» **Material provided**
%%
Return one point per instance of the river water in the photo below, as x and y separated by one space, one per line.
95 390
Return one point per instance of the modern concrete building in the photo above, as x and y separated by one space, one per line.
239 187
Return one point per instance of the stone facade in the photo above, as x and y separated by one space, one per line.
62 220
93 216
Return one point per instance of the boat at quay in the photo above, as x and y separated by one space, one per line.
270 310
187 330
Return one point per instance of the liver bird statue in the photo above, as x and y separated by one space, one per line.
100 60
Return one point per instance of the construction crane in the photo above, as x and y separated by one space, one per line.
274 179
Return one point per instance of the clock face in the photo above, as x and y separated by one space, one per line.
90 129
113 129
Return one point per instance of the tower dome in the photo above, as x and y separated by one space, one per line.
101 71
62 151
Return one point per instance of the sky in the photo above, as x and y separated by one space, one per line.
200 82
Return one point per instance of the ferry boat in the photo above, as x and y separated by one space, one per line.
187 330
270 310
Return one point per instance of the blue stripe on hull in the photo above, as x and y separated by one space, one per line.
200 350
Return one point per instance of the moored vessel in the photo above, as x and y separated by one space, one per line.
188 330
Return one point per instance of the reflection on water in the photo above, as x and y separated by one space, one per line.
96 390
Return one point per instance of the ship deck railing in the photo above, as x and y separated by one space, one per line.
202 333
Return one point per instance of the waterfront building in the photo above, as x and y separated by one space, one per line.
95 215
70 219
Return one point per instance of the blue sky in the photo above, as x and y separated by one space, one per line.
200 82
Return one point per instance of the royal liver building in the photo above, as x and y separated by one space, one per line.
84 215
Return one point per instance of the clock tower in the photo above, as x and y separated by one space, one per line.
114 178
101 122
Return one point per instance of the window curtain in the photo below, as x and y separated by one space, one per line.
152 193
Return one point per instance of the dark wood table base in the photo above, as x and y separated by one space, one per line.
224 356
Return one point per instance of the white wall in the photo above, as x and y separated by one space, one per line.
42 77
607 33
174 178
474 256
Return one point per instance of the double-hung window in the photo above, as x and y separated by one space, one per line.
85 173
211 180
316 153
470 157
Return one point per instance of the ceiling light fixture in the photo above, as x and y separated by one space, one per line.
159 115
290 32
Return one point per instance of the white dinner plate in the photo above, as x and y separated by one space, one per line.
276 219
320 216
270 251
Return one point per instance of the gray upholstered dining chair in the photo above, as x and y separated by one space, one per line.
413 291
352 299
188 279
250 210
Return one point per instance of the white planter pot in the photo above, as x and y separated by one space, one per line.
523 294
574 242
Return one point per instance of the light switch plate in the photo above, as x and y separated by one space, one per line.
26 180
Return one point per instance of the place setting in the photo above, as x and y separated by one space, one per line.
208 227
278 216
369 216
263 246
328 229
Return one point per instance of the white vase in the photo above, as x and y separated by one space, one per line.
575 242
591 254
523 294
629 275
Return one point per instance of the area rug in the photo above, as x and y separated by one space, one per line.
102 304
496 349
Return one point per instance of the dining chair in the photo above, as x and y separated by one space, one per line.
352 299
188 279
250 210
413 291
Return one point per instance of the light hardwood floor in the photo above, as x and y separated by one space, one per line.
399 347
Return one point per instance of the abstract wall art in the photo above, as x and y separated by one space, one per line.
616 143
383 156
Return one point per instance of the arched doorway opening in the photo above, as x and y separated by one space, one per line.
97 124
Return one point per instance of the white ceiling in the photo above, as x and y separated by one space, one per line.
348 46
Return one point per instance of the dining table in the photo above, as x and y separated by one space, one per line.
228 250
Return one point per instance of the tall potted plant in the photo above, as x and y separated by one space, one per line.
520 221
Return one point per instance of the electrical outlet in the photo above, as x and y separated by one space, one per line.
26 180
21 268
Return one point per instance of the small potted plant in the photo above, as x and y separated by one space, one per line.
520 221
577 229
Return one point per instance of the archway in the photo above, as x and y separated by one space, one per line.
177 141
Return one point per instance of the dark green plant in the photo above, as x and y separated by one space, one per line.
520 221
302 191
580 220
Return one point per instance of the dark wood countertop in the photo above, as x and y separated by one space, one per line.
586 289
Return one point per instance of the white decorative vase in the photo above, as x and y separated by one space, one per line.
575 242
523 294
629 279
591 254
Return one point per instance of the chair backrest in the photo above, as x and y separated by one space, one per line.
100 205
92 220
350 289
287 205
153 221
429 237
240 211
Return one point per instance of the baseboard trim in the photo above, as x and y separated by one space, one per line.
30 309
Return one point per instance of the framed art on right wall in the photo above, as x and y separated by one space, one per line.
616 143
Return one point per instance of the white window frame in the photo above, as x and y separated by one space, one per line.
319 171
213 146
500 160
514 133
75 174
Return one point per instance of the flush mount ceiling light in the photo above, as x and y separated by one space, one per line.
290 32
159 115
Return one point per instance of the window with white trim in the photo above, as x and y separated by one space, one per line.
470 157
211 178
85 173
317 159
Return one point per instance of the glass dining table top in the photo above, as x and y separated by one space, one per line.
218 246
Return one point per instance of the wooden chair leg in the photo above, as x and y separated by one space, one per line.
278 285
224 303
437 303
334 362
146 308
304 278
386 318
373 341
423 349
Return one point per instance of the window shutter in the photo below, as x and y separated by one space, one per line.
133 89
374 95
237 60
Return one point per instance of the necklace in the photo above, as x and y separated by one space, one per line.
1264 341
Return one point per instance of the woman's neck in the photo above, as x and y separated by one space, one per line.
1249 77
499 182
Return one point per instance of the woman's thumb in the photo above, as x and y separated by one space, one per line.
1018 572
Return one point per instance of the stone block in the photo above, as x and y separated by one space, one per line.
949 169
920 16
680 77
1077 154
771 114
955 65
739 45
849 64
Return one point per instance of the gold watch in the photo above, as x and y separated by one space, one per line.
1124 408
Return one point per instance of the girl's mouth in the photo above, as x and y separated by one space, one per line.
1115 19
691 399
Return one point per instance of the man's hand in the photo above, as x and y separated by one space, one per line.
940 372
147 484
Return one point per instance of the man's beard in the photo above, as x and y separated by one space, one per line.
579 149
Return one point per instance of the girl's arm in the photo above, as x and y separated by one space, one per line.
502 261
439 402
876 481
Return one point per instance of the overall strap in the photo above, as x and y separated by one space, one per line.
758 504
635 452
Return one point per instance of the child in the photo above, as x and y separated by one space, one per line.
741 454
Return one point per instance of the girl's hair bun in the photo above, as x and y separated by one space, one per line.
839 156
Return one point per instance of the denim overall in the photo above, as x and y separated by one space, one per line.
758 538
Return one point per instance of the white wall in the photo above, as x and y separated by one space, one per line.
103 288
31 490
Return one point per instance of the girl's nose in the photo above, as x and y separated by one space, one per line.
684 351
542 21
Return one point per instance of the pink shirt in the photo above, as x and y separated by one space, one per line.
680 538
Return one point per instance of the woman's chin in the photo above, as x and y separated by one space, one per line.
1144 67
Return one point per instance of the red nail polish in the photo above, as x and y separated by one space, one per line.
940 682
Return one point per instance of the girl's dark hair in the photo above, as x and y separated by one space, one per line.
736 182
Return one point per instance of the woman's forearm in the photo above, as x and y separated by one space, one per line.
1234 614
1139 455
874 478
%%
» **To be done**
Repeat only the stretch of lines that opens with the line containing "Return one point per instance of the girl's mouth" and closes with the final line of the entries, both included, exactly as written.

» **Response for this exercise**
Return one point per instance of the girl's mouth in the photo above, as x and y separated by one space, one per line.
1115 19
691 399
Return one point per instance of the man's hand in the photo above, as x and y separated by one space, one per line.
940 372
147 484
Return one point per instance of the man's beard in the photo above, as x and y separated by one space, one per line.
579 149
Return one point per instance of the girl's arm in the photo above, as x and y separated by one space, one per line.
502 261
439 402
876 481
Return one point per instance of the overall strap in the photo above, as x and y separated by one space, one per line.
758 504
635 452
Return one point per instance of the child in the photo above, as x and y separated by one space, one per line.
741 454
Return one point per instance of the girl's hair bun in the photo above, as x and y separated by one space, one per line.
839 156
Return one point per instance of the denim overall in the photo above, as x and y separated by one space, one per line.
758 538
Return one point per instance of the white wall in the photo above, as x and y separated by one space, one per line.
103 288
31 490
Return one point per instance of the girl's nose in the photo above, as x and y separated by one space, one per line.
684 351
542 21
Return one point per instance of the pink shirt in the photo above, as x and y separated by one space, one per line.
680 538
Return one point per instance of the woman's chin in the photo above, as x and y separated by one space, one per line.
1144 67
Return one point per instance of the red nail polish in the photo above, as x and y separated by one space, one per line.
940 682
Return one point per instance of the girl's dark hair in the photo above, as x and y separated by one space, one per line.
736 182
Return one point per instance of the woman's forearm in the photo above, as x and y separated by one space, one per line.
1234 614
1139 455
874 478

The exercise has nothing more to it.